» 数据行
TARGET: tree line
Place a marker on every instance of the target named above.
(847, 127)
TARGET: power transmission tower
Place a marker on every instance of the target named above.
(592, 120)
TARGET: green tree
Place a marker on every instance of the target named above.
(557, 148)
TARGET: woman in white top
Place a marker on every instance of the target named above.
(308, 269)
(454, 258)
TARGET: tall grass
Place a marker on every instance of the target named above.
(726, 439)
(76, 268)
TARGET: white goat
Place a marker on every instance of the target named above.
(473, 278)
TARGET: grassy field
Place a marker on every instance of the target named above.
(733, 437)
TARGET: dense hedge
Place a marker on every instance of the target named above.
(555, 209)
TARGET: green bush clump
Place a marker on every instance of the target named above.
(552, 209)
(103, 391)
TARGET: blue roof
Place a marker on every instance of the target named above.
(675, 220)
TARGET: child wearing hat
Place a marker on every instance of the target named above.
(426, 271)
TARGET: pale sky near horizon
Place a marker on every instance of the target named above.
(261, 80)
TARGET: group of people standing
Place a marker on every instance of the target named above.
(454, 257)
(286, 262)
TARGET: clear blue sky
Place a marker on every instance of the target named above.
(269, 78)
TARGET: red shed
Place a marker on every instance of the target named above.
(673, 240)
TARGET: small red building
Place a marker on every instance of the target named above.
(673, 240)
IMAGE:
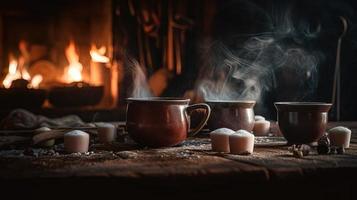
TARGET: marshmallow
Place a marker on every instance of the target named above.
(242, 142)
(107, 132)
(76, 141)
(258, 118)
(220, 139)
(261, 128)
(340, 136)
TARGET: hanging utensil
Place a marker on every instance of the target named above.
(336, 90)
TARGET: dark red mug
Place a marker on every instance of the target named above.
(302, 122)
(231, 114)
(162, 122)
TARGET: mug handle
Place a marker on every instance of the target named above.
(193, 107)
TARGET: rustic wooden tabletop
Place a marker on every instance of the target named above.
(193, 166)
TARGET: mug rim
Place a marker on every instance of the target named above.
(302, 106)
(229, 101)
(158, 99)
(302, 103)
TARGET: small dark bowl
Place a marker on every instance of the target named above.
(302, 122)
(73, 96)
(22, 98)
(231, 114)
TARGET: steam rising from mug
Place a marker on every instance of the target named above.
(244, 72)
(140, 87)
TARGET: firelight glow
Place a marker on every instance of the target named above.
(73, 71)
(15, 73)
(98, 55)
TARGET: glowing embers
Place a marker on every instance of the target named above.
(18, 75)
(98, 55)
(73, 72)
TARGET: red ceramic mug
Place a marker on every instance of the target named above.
(162, 122)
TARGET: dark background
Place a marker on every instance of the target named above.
(231, 22)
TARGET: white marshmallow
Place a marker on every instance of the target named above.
(220, 139)
(106, 132)
(259, 118)
(261, 128)
(41, 130)
(76, 141)
(242, 142)
(340, 136)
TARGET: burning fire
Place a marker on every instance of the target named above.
(98, 55)
(16, 73)
(74, 69)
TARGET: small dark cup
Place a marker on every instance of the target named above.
(302, 122)
(231, 114)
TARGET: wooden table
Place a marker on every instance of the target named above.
(189, 169)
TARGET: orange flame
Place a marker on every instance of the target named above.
(98, 55)
(15, 73)
(74, 69)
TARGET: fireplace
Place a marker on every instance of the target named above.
(64, 57)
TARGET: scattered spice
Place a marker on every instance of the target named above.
(300, 150)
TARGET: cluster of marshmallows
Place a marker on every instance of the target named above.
(229, 141)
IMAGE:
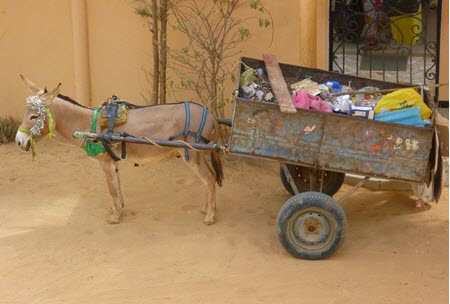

» 待完成任务
从上面的材料中摘出所有含有单词“green”的行。

» 解答
TARGET: green tree
TARGET: green bush clump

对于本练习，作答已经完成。